**PROBLEM STATEMENT**
Reproduce the text about the Sideshow Bob Halloween short word for word, between "The Most Wonderful Time of the Year was" and "and Gracie Films.", inclusive.

**EXCERPT TO READ**
The Most Wonderful Time of the Year was directed by David Silverman, and written by Al Jean, J. Stewart Burns, Dan Greaney, and Broti Gupta. The short was first announced in a tweet on September 18, 2024, revealing the premise and a release date of October 11. Kelsey Grammer guest stars as the short's main character, Sideshow Bob. It was the ninth short released on the streaming service Disney+ to be based on The Simpsons, and its animation was handled by the same team that worked on the main series. It was produced by 20th Century Animation and Gracie Films.

Jean, who served as the series' executive producer from season 13 through 33, revealed in an interview with Inverse that the idea to center the short on Sideshow Bob came from their goal to make each of the Disney+ shorts unique and "special". Because of this, they decided that using Grammer—who had been working with the series as Sideshow Bob for over 30 years and sang well as the character—for a Halloween parody of the song "It's The Most Wonderful Time of the Year" fit well. The short was themed around Halloween because Jean desired not to do anything Christmas-themed, on account of the fact they already were working on an upcoming double-length Christmas special, "O C'mon All Ye Faithful". Silverman made a list of all the villains he wanted to appear, and the short was written in a "fast day", according to Jean. In the short, Sideshow Bob ends it off by stepping on a rake, which he similarly did in multiple previous episodes of The Simpsons, starting with "Cape Feare". Sideshow Bob remarks, "Tired gag" as he does it, with Jean noting it was added by Silverman as a way to retire the gag altogether from the series, or at least retire it under Jean's jurisdiction.

**DATA EXTRACT**
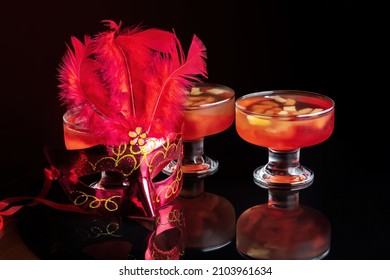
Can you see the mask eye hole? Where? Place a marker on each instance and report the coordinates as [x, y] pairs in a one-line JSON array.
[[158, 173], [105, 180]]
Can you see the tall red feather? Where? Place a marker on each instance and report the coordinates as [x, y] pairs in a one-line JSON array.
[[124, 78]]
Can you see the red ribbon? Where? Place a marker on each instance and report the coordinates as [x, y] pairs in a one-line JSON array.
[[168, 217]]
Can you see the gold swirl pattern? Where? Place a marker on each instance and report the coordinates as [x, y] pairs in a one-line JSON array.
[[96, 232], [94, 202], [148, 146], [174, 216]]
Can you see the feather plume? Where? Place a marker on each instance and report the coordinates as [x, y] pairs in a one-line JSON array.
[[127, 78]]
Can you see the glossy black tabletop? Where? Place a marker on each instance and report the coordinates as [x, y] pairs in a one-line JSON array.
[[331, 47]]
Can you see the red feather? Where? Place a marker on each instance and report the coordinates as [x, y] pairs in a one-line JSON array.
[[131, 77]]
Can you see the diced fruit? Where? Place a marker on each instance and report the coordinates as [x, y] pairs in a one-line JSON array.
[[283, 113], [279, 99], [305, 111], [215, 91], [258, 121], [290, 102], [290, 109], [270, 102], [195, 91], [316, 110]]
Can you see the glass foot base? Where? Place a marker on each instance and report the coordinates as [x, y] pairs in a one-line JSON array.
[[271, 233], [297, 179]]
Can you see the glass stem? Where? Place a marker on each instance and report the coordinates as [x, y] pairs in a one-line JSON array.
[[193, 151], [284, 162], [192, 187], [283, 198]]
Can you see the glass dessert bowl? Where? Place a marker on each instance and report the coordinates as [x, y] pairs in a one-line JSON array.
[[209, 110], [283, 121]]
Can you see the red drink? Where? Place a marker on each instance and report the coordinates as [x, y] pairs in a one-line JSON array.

--

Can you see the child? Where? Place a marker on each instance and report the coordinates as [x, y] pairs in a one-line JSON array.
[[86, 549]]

---

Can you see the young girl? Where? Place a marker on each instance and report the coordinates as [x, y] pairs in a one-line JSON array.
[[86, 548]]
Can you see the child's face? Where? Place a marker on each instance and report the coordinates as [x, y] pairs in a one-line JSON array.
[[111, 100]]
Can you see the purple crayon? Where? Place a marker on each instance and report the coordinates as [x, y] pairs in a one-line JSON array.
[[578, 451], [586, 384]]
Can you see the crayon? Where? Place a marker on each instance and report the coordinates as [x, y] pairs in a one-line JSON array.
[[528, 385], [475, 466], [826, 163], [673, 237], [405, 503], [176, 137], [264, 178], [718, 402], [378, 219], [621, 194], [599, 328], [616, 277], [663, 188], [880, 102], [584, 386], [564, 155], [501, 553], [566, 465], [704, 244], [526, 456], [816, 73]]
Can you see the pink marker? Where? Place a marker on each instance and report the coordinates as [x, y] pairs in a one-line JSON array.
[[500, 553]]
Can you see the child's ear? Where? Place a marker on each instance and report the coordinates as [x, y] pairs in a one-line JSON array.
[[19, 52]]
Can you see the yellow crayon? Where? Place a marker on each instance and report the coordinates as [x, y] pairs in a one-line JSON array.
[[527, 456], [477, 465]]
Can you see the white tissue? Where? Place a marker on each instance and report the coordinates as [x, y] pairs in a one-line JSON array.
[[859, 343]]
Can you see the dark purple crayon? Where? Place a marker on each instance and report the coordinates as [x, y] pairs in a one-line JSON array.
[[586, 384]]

**FINAL ANSWER**
The Most Wonderful Time of the Year was directed by David Silverman, and written by Al Jean, J. Stewart Burns, Dan Greaney, and Broti Gupta. The short was first announced in a tweet on September 18, 2024, revealing the premise and a release date of October 11. Kelsey Grammer guest stars as the short's main character, Sideshow Bob. It was the ninth short released on the streaming service Disney+ to be based on The Simpsons, and its animation was handled by the same team that worked on the main series. It was produced by 20th Century Animation and Gracie Films.